■ Problem details ■
Can you reproduce verbatim the lines from the one containing "Target: <item>rose petal</item>" through the one containing "POLYGON ((60 28, 55", with both of those lines included?

---

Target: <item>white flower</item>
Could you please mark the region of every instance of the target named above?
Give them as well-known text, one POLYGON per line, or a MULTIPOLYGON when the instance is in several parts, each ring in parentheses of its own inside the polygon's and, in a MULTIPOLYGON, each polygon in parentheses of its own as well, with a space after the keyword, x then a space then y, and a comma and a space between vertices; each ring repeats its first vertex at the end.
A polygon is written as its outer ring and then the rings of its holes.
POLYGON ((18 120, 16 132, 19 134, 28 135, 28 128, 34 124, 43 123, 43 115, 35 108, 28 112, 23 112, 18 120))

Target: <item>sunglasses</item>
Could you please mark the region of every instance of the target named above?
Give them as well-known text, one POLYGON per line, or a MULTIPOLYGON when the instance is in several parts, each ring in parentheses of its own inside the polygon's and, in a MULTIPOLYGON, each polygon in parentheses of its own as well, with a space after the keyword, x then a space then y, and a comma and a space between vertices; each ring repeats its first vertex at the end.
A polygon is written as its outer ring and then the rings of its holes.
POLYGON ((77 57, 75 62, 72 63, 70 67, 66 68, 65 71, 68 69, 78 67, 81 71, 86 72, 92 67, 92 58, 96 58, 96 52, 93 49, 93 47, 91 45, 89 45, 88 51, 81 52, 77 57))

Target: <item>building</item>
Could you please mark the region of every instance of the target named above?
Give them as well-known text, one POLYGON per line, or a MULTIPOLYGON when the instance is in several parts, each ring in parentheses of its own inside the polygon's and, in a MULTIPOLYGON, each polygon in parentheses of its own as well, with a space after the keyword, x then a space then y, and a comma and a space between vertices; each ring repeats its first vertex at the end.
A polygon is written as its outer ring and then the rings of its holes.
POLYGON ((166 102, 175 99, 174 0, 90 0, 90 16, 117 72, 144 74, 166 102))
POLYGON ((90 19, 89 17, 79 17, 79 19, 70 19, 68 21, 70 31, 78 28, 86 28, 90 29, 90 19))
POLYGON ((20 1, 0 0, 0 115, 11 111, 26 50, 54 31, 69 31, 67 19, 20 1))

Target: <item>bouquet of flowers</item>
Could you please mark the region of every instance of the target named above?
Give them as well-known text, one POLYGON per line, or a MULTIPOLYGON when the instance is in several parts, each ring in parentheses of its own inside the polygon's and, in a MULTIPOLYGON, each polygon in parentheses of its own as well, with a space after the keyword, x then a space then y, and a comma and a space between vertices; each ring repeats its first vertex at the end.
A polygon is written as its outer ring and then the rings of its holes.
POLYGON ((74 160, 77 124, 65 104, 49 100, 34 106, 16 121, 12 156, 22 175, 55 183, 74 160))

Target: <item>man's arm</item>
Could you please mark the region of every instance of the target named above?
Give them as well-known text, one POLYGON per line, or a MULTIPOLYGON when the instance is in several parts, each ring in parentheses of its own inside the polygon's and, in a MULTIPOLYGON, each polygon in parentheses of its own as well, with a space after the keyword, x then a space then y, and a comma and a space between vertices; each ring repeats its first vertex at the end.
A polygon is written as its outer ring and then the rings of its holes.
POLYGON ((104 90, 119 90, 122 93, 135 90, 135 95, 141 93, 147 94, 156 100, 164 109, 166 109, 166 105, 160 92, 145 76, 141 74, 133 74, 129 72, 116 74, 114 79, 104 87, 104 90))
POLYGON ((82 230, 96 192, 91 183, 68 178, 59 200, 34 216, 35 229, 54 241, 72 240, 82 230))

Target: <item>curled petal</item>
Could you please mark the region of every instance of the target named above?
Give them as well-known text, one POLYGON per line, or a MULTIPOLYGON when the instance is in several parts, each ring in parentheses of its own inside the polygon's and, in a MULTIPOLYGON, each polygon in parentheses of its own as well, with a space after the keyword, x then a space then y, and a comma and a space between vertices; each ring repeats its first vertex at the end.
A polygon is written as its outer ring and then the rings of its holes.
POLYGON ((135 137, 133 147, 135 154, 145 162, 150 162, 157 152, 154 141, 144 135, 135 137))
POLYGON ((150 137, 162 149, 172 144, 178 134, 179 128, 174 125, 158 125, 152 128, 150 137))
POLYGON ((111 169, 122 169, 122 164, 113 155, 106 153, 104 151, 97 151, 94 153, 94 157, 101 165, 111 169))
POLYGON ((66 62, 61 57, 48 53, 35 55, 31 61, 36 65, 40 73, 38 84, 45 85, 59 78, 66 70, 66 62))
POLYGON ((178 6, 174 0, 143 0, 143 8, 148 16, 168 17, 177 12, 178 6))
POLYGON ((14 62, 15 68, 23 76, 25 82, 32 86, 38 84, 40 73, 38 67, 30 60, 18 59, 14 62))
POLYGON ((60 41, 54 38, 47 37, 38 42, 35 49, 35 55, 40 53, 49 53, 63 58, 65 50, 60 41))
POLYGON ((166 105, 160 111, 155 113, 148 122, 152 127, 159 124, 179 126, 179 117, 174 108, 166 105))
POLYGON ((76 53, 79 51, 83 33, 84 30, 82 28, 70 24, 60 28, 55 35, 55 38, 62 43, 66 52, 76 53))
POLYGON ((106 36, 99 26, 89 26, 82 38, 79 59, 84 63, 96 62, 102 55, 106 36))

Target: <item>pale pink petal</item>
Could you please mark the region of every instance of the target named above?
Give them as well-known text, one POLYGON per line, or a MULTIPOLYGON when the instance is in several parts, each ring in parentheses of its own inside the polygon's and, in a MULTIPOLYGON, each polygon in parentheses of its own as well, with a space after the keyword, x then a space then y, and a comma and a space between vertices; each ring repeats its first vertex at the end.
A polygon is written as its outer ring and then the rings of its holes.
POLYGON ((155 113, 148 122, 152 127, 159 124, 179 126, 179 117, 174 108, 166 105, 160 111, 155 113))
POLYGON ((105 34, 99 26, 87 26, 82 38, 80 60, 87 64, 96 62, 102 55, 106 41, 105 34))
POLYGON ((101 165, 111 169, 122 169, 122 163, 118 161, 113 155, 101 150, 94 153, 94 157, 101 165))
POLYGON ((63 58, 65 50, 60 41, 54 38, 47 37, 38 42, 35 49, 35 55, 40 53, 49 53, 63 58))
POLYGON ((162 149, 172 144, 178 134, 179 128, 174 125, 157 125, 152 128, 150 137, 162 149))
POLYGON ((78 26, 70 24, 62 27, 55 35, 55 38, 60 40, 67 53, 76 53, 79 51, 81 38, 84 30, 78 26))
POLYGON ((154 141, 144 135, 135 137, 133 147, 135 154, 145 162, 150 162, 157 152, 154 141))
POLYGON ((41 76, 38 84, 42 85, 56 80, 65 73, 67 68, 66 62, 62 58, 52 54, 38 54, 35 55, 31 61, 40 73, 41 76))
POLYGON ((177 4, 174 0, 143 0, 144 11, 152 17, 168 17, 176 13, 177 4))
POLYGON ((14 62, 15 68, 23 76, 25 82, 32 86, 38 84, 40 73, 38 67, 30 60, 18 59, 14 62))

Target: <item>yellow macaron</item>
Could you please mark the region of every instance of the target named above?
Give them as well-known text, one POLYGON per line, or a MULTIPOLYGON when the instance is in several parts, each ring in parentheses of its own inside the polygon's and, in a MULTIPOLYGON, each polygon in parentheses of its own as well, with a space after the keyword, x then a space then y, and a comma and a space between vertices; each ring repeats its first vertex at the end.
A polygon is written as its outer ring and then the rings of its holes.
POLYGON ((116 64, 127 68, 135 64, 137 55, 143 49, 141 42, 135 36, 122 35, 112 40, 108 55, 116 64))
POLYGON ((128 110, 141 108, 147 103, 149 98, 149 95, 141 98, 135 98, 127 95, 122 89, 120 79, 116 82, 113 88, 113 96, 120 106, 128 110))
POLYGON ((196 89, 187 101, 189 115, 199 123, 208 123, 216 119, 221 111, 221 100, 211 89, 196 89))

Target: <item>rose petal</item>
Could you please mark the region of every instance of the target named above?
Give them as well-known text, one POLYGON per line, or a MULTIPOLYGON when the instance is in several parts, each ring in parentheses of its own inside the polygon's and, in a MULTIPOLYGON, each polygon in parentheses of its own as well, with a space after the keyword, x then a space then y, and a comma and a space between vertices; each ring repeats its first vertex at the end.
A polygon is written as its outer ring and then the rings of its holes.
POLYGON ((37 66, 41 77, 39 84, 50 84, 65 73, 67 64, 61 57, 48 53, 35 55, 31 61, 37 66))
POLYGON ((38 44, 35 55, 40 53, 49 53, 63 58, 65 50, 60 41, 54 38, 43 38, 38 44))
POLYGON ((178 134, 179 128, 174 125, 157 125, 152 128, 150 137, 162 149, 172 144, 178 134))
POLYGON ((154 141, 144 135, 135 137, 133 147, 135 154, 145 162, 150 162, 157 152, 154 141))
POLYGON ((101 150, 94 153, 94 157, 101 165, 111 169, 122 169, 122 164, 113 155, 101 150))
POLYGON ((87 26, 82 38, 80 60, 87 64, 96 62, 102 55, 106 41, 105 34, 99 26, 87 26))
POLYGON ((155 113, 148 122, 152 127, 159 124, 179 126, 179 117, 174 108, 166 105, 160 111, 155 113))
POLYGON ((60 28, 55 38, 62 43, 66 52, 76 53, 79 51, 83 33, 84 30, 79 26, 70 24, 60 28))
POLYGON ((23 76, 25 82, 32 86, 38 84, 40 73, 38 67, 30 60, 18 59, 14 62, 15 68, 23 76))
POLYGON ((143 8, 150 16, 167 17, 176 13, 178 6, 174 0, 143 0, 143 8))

---

■ Result below ■
Target: <item>rose petal</item>
Could you please mark the region of every instance of the target named above?
Give them as well-known text, one POLYGON per line, or a MULTIPOLYGON when the instance is in several parts, each ring in parentheses of its own inside the polygon's and, in a MULTIPOLYGON, each polygon in parentheses of its own as well, with a space after the keyword, x then a space then y, and a comma and a space between vertices; each ring repeats its first vertex at the end.
A polygon is written as its outer ring and then the rings of its holes.
POLYGON ((37 66, 41 77, 39 84, 50 84, 65 73, 67 64, 61 57, 48 53, 35 55, 31 61, 37 66))
POLYGON ((38 44, 35 55, 40 53, 49 53, 63 58, 65 50, 60 41, 54 38, 43 38, 38 44))
POLYGON ((178 134, 179 128, 174 125, 157 125, 152 128, 150 137, 162 149, 172 144, 178 134))
POLYGON ((154 141, 144 135, 135 137, 133 147, 135 154, 145 162, 150 162, 157 152, 154 141))
POLYGON ((101 150, 94 153, 94 157, 101 165, 111 169, 122 169, 122 164, 113 155, 101 150))
POLYGON ((87 26, 82 38, 80 60, 87 64, 96 62, 102 55, 106 41, 105 34, 99 26, 87 26))
POLYGON ((155 113, 148 122, 152 127, 159 124, 179 126, 179 117, 174 108, 166 105, 160 111, 155 113))
POLYGON ((60 28, 55 38, 62 43, 66 52, 76 53, 79 51, 83 33, 84 30, 79 26, 70 24, 60 28))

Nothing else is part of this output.